### Provided records
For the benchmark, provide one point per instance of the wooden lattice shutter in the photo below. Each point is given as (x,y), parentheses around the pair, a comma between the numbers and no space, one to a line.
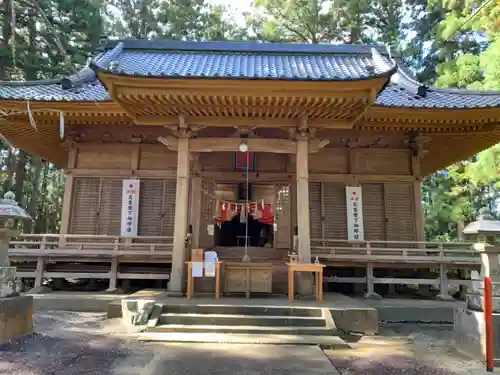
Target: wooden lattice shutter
(282,237)
(315,214)
(85,206)
(335,211)
(373,212)
(400,212)
(151,207)
(207,212)
(110,207)
(168,194)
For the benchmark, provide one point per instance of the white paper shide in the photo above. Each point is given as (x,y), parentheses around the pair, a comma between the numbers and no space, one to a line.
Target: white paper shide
(354,213)
(130,208)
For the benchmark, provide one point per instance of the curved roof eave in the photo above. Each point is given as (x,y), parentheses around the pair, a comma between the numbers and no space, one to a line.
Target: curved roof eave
(107,63)
(80,87)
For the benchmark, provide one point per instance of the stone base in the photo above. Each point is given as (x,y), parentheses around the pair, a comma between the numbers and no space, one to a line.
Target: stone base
(444,297)
(304,282)
(469,334)
(353,320)
(476,302)
(10,285)
(373,296)
(16,317)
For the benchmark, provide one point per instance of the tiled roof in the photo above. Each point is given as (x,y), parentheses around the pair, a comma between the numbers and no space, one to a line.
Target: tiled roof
(396,96)
(243,61)
(79,87)
(235,60)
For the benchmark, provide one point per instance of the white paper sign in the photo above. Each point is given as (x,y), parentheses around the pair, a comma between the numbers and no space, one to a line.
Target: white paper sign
(130,208)
(210,259)
(354,203)
(197,269)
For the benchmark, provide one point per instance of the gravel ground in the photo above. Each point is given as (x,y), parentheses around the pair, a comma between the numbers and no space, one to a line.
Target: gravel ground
(69,343)
(66,343)
(405,349)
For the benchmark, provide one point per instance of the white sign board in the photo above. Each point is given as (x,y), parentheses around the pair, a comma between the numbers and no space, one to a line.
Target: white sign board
(354,201)
(130,208)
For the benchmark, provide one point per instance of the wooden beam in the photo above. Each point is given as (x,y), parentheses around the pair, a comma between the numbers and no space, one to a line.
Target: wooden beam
(277,146)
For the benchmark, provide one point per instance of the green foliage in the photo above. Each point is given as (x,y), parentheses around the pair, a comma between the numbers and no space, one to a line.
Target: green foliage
(448,42)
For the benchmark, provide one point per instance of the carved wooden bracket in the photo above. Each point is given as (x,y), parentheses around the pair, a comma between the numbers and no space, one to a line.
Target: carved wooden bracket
(278,146)
(416,143)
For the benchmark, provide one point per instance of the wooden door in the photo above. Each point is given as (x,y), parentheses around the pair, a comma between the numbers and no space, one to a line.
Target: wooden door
(400,212)
(373,212)
(335,211)
(110,207)
(282,210)
(151,207)
(315,212)
(207,212)
(168,207)
(85,202)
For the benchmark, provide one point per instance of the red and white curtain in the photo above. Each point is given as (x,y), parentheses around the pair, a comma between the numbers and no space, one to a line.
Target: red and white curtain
(260,211)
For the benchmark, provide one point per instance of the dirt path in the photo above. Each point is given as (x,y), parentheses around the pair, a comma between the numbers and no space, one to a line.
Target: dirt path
(407,349)
(69,343)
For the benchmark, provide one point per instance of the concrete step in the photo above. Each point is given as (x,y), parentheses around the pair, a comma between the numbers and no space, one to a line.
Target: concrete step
(241,320)
(330,342)
(243,310)
(308,331)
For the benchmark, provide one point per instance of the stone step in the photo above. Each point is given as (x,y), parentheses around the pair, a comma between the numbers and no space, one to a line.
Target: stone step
(280,330)
(244,310)
(240,320)
(330,342)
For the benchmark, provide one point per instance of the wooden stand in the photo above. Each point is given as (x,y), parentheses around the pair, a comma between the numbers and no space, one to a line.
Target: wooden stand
(305,267)
(248,278)
(189,292)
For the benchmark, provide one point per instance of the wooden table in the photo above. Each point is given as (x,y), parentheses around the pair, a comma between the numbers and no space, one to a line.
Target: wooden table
(189,292)
(242,240)
(248,277)
(317,269)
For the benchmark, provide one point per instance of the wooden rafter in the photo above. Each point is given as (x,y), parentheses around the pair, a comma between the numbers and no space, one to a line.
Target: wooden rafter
(278,146)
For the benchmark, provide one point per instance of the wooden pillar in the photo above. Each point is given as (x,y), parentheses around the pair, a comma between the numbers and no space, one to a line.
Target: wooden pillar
(176,283)
(302,174)
(417,196)
(195,215)
(67,202)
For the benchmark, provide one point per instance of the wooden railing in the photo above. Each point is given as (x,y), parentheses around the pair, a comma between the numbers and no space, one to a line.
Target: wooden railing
(396,254)
(407,252)
(45,249)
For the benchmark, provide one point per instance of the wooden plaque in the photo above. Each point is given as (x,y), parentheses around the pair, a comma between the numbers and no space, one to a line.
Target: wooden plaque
(197,255)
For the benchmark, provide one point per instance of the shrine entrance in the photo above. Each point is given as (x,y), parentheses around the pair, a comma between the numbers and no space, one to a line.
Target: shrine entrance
(244,220)
(234,233)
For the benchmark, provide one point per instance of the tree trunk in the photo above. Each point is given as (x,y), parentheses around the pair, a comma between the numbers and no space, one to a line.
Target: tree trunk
(6,31)
(20,176)
(35,194)
(11,165)
(42,224)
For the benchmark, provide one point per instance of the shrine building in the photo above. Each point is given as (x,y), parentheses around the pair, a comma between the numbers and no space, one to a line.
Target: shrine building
(256,148)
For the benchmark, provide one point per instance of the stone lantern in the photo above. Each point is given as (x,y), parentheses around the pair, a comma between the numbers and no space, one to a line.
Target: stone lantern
(469,332)
(15,310)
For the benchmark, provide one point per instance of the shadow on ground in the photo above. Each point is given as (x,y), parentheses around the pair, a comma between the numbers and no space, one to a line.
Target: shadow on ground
(40,354)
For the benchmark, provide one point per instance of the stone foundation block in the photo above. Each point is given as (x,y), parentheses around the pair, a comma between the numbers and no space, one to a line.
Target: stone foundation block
(16,317)
(363,321)
(469,334)
(10,285)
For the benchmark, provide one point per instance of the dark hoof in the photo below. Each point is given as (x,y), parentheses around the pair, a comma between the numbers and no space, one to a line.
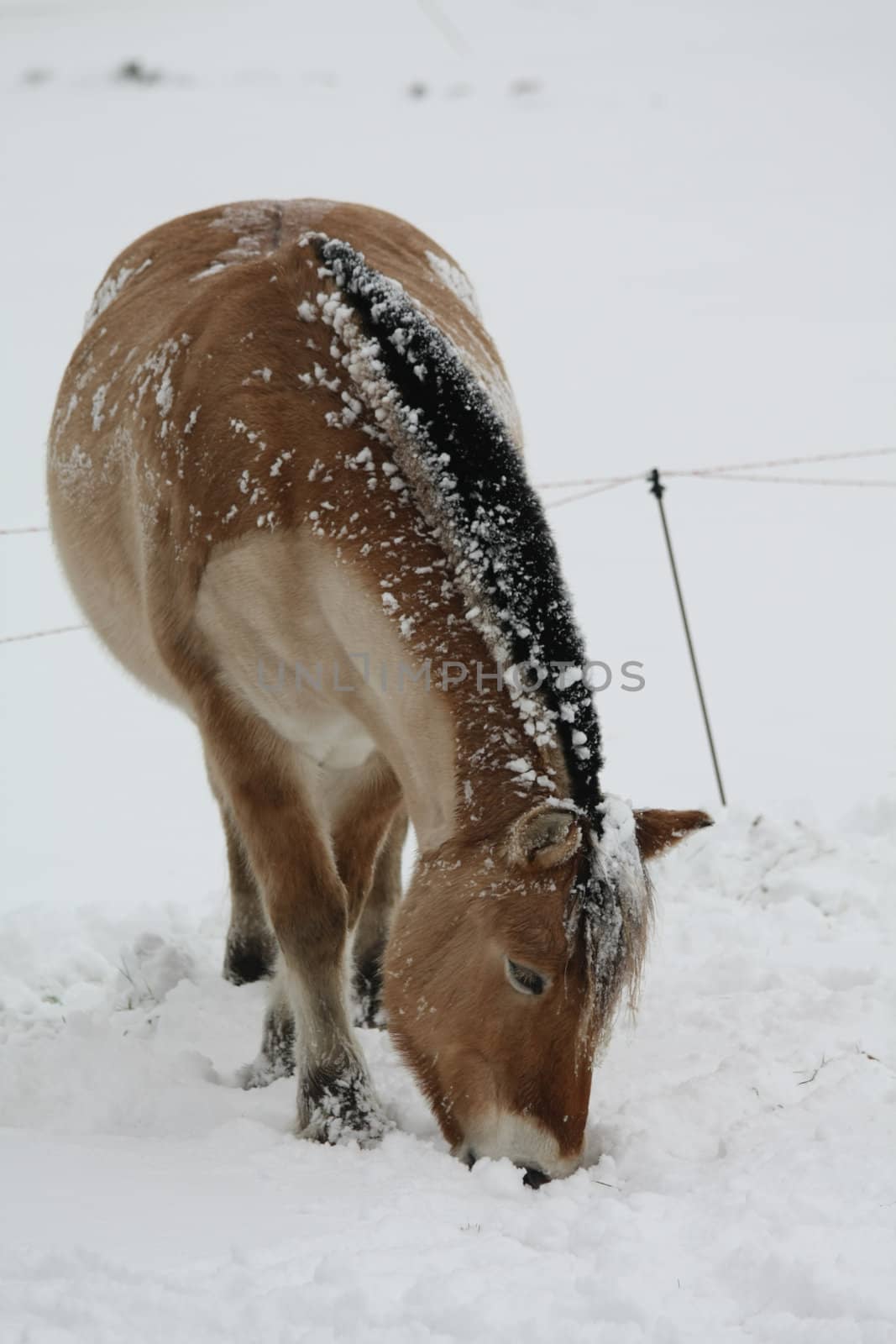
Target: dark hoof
(340,1109)
(249,961)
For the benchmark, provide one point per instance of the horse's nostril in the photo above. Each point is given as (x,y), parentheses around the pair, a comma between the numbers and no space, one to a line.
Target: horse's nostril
(533,1178)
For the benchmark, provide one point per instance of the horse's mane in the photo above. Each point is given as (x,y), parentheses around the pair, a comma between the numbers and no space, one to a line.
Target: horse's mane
(473,491)
(492,517)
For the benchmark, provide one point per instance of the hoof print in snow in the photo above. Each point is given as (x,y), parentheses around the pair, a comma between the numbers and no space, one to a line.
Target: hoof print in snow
(342,1110)
(244,961)
(264,1072)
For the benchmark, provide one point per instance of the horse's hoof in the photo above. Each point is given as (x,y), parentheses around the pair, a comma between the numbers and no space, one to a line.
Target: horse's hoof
(342,1110)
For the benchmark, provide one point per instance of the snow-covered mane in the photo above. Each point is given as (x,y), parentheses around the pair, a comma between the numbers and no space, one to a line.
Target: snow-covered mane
(470,484)
(481,504)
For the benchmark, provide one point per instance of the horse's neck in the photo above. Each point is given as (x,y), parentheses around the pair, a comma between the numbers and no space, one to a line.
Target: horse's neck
(445,718)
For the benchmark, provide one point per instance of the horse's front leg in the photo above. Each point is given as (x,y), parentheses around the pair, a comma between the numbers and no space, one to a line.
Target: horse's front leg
(308,905)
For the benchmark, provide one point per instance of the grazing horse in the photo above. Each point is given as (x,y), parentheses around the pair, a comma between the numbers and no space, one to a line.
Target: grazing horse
(286,487)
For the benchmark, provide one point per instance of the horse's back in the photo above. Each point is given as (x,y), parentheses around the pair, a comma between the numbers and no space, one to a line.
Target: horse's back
(196,403)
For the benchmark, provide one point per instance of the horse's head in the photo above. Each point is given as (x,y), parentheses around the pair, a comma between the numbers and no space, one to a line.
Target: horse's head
(490,979)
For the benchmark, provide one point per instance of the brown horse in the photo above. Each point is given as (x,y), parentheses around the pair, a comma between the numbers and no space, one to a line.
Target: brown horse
(286,487)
######
# [Task requirements]
Swap "benchmark" for "evaluation" in everything from the line containing "the horse's back" down to the end of the listing. Return only those lines, with nothing else changed.

# [Written solution]
For the evaluation, provide one point per instance of the horse's back in the photo above. Each point is given as (x,y), parentheses around the pair, a comma between the numbers and no space, one to a line.
Target: horse's back
(196,403)
For the evaluation, provide one point per instance of the horse's head in the photo above. Each point is given as (x,y), parentheses around the pair, a comma between the numbers and no space, one to a line.
Target: horse's head
(490,979)
For the evaluation, provide one point per instance of the brown horse in the photo above. Each point is given as (x,y), parentheses around the pair, a comma between the numbers and no space, one to a line.
Target: brown horse
(286,487)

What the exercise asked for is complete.